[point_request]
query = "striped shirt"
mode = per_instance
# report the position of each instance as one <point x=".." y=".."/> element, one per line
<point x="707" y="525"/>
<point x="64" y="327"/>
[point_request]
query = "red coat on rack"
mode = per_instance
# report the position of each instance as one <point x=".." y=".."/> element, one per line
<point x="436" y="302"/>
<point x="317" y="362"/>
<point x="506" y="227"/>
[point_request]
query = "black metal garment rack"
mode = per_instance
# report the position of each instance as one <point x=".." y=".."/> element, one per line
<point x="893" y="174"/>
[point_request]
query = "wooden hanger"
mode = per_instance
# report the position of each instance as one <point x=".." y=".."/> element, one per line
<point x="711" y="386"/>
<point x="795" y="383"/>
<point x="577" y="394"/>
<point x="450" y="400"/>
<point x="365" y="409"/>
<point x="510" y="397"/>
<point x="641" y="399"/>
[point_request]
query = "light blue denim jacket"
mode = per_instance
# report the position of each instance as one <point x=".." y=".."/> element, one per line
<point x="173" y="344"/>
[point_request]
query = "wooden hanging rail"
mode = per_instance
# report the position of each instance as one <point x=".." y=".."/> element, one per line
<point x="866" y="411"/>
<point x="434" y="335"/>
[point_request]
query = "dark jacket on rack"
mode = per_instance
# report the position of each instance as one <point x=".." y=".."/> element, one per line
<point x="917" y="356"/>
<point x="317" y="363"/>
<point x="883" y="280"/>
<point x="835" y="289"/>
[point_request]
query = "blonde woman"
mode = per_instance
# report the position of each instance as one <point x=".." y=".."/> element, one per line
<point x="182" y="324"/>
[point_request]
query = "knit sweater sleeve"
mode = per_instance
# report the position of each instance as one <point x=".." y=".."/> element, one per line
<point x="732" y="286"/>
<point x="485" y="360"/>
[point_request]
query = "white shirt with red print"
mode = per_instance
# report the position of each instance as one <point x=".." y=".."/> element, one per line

PROMPT » Look through the material and say how many lines hold "query". Give the number only.

RESPONSE AREA » 10